■ **Instructions for the task**
Retype the forum post on common subexpression elimination below word for word, from "Coolest way to" up to and including "x = (n1+2)*(n1-1)*(n3+2)*(n1-1)*(n1+2)*(n3+2)*(n1-3)".

■ **Document excerpt**

⁂

AST Manipulation and Common Subexpression Elimination

Sat Oct 18 08:44:10 EDT 2003

Martin v. Löwis wrote:

> Robert Kern wrote:
>
>> 1. Can I do better than brute-force traversing the AST and trying to 
>> match each
>> subtree to the other subtrees (using something like the match() 
>> function given
>> in the parser module example)?
>
>
> Certainly: you could do hashing or sorting. For hashing, define some 
> hash function for expressions, preferably recursively

Coolest way to do this (IMHO) would be the application of something like 
the LZW compression algorithm.

Hmm... Guess I'm still too tired to explain this morning, so I'll just 
have to give an example:

Expression: x = (n1+2)*(n1-1)*(n3+2)*(n1-1)*(n1+2)*(n3+2)*(n1-3)

⁂

■ **Data excerpt**
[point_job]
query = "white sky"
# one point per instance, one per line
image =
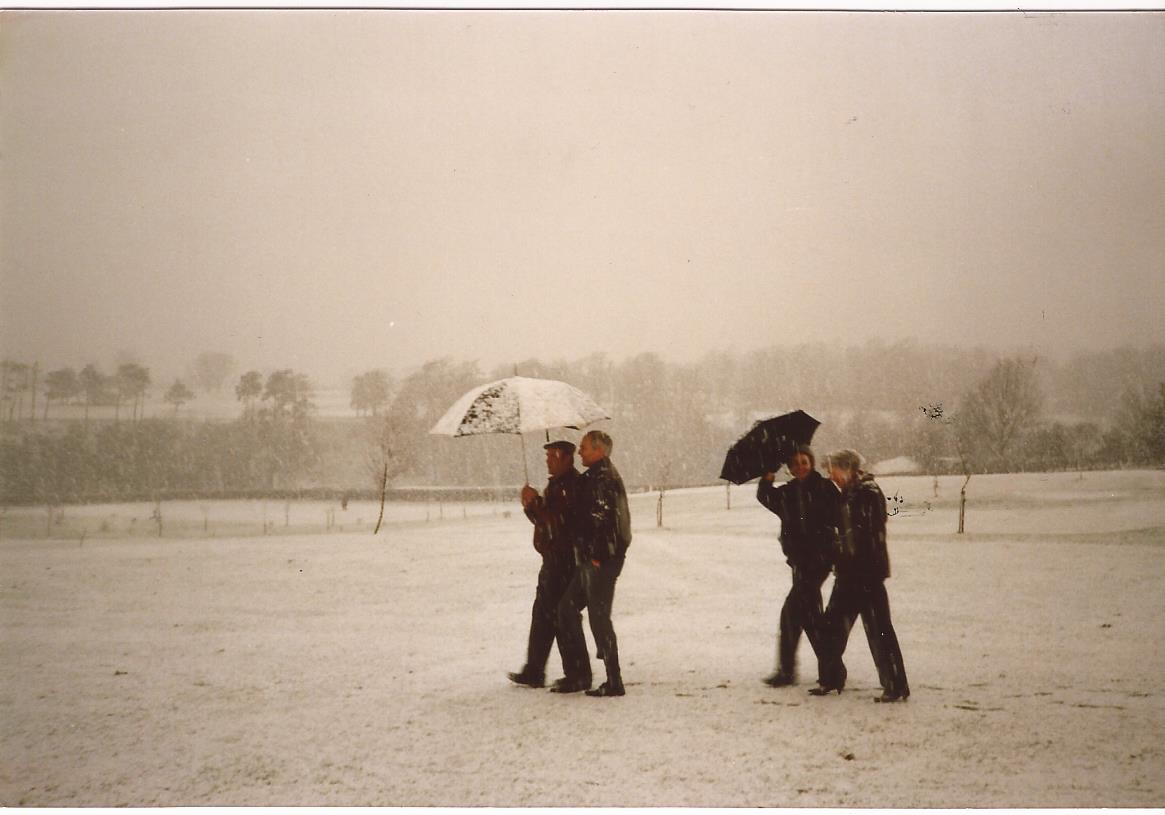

⁂

■ **Solution to this problem**
Coolest way to do this (IMHO) would be the application of something like 
the LZW compression algorithm.

Hmm... Guess I'm still too tired to explain this morning, so I'll just 
have to give an example:

Expression: x = (n1+2)*(n1-1)*(n3+2)*(n1-1)*(n1+2)*(n3+2)*(n1-3)